WHAT IS EXPECTED: Here are some records. Transcribe all of them exactly.

Saved entries:
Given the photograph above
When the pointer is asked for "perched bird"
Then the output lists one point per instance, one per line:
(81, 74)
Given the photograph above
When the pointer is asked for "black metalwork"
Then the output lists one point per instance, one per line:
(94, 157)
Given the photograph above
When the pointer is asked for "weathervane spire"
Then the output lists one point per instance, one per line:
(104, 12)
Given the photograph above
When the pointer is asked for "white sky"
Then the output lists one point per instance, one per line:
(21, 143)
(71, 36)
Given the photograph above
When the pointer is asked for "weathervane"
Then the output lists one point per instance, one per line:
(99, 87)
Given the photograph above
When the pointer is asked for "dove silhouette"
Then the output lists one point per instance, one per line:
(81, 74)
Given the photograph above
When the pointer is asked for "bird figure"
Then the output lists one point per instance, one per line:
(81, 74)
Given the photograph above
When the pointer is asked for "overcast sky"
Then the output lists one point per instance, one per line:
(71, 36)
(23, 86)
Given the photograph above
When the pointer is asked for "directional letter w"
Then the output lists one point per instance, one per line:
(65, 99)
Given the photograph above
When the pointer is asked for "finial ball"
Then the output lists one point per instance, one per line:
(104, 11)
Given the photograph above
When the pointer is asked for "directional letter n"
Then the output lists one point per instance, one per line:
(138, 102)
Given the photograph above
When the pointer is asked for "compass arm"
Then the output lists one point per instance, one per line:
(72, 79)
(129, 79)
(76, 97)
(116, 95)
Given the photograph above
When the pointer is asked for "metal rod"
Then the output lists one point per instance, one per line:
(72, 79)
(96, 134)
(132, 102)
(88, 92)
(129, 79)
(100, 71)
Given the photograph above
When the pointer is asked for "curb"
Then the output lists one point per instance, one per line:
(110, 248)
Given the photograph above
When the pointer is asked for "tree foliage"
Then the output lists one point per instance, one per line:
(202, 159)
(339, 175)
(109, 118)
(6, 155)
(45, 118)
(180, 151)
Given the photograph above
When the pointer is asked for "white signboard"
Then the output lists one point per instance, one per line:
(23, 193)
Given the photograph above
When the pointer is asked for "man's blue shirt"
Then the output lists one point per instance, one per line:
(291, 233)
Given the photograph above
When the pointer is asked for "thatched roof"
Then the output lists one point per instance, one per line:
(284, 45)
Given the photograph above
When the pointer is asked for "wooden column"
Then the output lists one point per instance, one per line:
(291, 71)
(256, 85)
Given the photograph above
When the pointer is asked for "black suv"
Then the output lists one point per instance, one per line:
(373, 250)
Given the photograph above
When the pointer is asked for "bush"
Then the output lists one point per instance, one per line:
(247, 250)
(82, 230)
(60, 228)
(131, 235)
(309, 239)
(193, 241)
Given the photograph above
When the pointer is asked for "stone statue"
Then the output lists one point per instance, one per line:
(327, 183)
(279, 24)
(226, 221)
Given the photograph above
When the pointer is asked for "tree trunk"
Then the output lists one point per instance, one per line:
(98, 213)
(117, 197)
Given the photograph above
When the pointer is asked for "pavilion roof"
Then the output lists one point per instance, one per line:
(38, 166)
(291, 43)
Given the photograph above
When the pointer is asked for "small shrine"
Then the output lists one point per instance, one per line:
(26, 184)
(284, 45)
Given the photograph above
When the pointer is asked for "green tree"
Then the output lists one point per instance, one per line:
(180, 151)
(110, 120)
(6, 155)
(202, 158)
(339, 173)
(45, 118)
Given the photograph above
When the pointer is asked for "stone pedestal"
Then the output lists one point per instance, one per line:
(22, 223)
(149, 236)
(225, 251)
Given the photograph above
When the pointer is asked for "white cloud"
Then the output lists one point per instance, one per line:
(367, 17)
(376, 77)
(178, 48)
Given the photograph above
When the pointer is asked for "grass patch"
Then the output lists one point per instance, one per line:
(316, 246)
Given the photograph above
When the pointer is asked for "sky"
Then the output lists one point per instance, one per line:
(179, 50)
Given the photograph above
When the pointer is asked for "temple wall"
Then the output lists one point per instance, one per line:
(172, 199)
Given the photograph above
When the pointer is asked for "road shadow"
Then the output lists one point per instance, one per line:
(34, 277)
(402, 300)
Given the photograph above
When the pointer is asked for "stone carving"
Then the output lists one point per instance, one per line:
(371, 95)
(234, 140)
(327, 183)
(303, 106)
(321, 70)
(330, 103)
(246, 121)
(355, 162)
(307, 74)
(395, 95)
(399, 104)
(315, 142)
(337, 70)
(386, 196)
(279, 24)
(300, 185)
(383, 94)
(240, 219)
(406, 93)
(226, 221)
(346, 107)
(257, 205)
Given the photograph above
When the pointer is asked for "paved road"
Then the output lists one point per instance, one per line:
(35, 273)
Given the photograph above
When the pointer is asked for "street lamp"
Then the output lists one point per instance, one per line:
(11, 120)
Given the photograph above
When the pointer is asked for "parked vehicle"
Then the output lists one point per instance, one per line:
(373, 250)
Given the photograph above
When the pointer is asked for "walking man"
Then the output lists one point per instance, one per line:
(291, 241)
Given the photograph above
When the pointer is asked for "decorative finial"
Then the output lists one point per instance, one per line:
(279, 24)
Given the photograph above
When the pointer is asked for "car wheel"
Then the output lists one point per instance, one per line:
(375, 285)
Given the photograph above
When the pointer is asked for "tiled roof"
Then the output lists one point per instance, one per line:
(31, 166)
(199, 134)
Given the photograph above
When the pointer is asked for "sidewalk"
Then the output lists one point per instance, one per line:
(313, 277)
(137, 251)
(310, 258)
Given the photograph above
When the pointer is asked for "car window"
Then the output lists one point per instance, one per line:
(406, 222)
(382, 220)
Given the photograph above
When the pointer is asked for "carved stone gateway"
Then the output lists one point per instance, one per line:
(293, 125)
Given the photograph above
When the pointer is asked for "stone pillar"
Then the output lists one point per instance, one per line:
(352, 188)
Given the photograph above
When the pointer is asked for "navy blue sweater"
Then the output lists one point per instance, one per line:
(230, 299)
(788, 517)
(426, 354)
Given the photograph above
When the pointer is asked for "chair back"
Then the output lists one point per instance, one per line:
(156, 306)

ANSWER FOR THIS EXERCISE:
Given the photograph above
When the pointer is asked for "perched bird"
Then the output lists one point per instance, one per line:
(81, 74)
Given the photograph above
When the pointer is asked for "black metalwork"
Then the output lists one point per instance, one per line:
(94, 157)
Given the photograph above
When the pointer is asked for "weathervane spire"
Then the output lists one point per instance, one per line:
(104, 12)
Given the photograph above
When the pointer is asked for "white sky"
Then the output lists one point per instance, one per line:
(21, 143)
(71, 36)
Given the photograph above
When the pointer is asked for "weathervane"
Then the output lists one point per instance, one per line:
(99, 87)
Given the photograph above
When the pointer is asked for "dove silhouette"
Then the output lists one point per instance, one per line:
(81, 74)
Given the photograph above
When the pointer is asked for "bird figure"
Then the output lists one point per instance, one per line:
(81, 74)
Given the photograph above
When the pointer is asked for "overcast sky"
Then the output lists one point per instance, one per line:
(71, 36)
(23, 86)
Given the photograph above
When the pointer is asked for "directional letter w"
Then the output lists one point per instance, one per line:
(65, 99)
Given the photograph above
When the pointer is asked for "finial ball"
Then the output lists one point per instance, one per line:
(104, 11)
Given the photograph above
When the pointer is asked for "directional letter n"
Then the output lists one point per instance, one per line:
(138, 102)
Given the photograph above
When the pointer is asked for "compass arm"
Then the output lists one point per instance, one per line:
(72, 79)
(129, 79)
(76, 97)
(116, 95)
Given the photograph above
When the pointer is asked for "metal rod"
Then the output lists one point per instance, one per line:
(72, 79)
(96, 134)
(132, 102)
(88, 92)
(129, 79)
(100, 71)
Given the photograph above
When the pointer is asked for "curb"
Then the output lists one point per instance, one per line:
(110, 248)
Given the photograph above
When the pointer is asked for "tree foliage"
Then the output lists one point per instance, one per line:
(202, 159)
(339, 175)
(109, 118)
(6, 155)
(45, 118)
(180, 151)
Given the photograph above
When the pointer is asked for "white signboard"
Then the output lists one point per instance, one per line:
(23, 193)
Given the photograph above
When the pointer is asked for "man's blue shirt"
Then the output lists one point per instance, one per line:
(291, 233)
Given the photograph above
When the pointer is asked for "thatched roof"
Then the output lists one point per instance, one per line:
(284, 45)
Given the photograph above
When the pointer is asked for "wooden column"
Then the output lists one point per instance, one per line:
(291, 71)
(256, 85)
Given the photograph above
When the pointer is asked for "black suv"
Then the output lists one point per instance, one per line:
(373, 250)
Given the photograph above
When the pointer is asked for "bush"
Then the output lists one point per instance, one per line:
(247, 250)
(82, 230)
(60, 228)
(131, 235)
(309, 239)
(193, 241)
Given the photograph above
When the pointer is asked for "stone statue"
Then the output lists one point per instance, one per line:
(327, 183)
(279, 24)
(226, 221)
Given the photograph above
When the pointer is asked for "tree trunk"
Then the output lists one point per instance, one per line:
(98, 213)
(117, 197)
Given the photograph above
When the pointer is asked for "pavilion roof"
Then the output lists one point per instance, one per line:
(38, 166)
(291, 43)
Given the photograph above
When the pointer is asked for "small shrine"
Then the output lists one point per instance, one per line:
(26, 184)
(284, 45)
Given the photograph above
When the pointer is asked for "green tree"
Then the output lists one point per instance, one per line:
(180, 151)
(110, 120)
(6, 155)
(202, 158)
(339, 173)
(45, 118)
Given the photograph above
When the pointer is asked for "stone pedestal"
Then the output lists one point per instance, one per line:
(22, 223)
(149, 236)
(225, 251)
Given the photograph above
When the pointer is asked for "white cloud"
Then the output lists one point per instance, one per line:
(367, 17)
(376, 77)
(178, 48)
Given the photograph above
When the pointer is asked for "grass patch"
Then the output lists one point per instance, one per line:
(316, 246)
Given the photograph above
When the pointer is asked for "sky"
Then the output lists one point per instance, one per line:
(179, 50)
Given the photograph above
When the pointer is asked for "temple wall"
Then the output lists one point per instance, one per line:
(172, 199)
Given the photograph above
When the pointer is asked for "road shadow"
Then the output lists one point per instance, one per line:
(34, 277)
(402, 300)
Given the photograph above
When the pointer is asked for "stone carving"
Then the output lists one point per instance, one per line:
(371, 95)
(234, 140)
(327, 183)
(303, 106)
(321, 70)
(330, 103)
(246, 121)
(355, 162)
(307, 74)
(395, 95)
(399, 104)
(315, 142)
(337, 70)
(386, 196)
(279, 24)
(300, 185)
(383, 94)
(240, 219)
(406, 93)
(226, 221)
(346, 107)
(257, 205)
Given the photograph above
When the pointer is asked for "paved road"
Then the output lists one point per instance, one per line:
(35, 273)
Given the photograph above
When the pointer is asked for "street lamp"
Then the output lists one point per instance, one per line:
(11, 120)
Given the photograph above
When the pointer is asked for "parked vehicle"
Then the output lists one point per instance, one per line:
(373, 250)
Given the photograph above
When the pointer is asked for "walking man"
Then the output lists one point per instance, one per line:
(291, 241)
Given the photograph above
When the pointer is asked for "decorative finial"
Then the output lists one point per instance, one per line:
(279, 24)
Given the photograph above
When the pointer is asked for "car wheel"
Then the output lists one point per instance, one per line:
(375, 285)
Given the photograph above
When the pointer is asked for "tiled roof"
Then the output lists one point per instance, one per line:
(31, 166)
(199, 134)
Given the photograph above
When the pointer is asked for "sidewalk"
Then the output lists one point per instance, one per line:
(313, 277)
(137, 251)
(310, 258)
Given the photograph above
When the pointer is asked for "car window"
Then the output lists one point per instance, one per line:
(406, 222)
(382, 220)
Given the photograph above
When the pointer is asked for "carved stone gateway"
Then the output lists one point per instance, one per line:
(293, 125)
Given the photograph above
When the pointer is asked for "stone pillar"
Then the output lists one point per instance, one per line:
(352, 188)
Given the photograph above
When the pointer is asked for "navy blue sweater"
Then the output lists one point per instance, one per line:
(230, 299)
(788, 517)
(426, 354)
Given the photograph above
When the pointer is asked for "chair back"
Then the output lists one point per instance, one per line:
(156, 306)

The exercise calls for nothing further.